### Objective
Locate each line in the material below that contains the string "provide" and copy those lines out. Case counts when matching.

### Input
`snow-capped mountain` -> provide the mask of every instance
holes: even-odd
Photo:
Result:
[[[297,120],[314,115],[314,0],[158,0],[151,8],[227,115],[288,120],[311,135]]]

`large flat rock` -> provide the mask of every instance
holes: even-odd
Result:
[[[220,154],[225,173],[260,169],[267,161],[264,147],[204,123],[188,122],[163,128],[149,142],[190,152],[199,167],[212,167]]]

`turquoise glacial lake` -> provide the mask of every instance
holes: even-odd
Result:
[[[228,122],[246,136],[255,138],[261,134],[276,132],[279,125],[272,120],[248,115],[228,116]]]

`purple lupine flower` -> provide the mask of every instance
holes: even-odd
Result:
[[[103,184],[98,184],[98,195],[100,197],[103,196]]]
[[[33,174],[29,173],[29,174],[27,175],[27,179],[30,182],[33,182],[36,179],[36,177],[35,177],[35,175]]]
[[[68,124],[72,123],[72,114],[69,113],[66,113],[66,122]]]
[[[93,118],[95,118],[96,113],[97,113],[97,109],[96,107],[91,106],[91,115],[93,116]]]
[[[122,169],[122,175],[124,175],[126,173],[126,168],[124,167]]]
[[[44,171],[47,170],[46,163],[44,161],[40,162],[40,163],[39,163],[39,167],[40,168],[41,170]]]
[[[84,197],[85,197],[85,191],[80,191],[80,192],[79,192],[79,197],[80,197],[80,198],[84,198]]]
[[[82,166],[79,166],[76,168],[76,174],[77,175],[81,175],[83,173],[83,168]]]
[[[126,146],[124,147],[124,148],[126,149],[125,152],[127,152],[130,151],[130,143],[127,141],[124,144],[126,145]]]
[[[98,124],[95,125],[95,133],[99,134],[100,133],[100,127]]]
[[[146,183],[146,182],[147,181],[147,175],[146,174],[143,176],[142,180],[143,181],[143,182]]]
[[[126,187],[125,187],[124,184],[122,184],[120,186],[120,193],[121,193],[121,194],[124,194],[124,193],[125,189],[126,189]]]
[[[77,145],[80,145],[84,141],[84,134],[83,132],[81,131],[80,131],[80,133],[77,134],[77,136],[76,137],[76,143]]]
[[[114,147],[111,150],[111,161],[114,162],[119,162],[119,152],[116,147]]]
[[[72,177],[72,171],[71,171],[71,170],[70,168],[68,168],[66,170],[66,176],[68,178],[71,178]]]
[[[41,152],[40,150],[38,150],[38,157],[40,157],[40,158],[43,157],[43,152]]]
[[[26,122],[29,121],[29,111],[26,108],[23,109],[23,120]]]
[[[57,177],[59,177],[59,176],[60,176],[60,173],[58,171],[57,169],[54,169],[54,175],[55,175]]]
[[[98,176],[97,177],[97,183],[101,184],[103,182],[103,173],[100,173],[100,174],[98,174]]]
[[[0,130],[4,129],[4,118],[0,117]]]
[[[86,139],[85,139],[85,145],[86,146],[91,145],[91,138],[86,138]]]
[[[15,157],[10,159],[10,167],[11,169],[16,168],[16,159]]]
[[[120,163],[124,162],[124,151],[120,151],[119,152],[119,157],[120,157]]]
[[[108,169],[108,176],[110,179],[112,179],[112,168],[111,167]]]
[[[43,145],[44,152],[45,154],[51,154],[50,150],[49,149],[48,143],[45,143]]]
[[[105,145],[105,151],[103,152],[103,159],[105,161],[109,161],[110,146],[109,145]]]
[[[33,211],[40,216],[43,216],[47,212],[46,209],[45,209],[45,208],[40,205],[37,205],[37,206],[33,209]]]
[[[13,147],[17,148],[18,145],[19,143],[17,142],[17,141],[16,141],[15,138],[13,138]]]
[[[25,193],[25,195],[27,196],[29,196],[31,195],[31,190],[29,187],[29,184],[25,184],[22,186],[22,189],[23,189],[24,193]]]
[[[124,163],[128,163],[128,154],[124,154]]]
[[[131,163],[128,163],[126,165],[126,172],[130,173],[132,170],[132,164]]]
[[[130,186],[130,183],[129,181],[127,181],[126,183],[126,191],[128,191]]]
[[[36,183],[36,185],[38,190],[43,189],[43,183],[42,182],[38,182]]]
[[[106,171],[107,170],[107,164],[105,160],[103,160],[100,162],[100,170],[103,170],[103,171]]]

### Exercise output
`snow-capped mountain` -> provide the mask of every instance
`large flat rock` -> provide the mask of every instance
`turquoise glacial lake` -> provide the mask of every instance
`purple lupine flower` -> provide the mask of every instance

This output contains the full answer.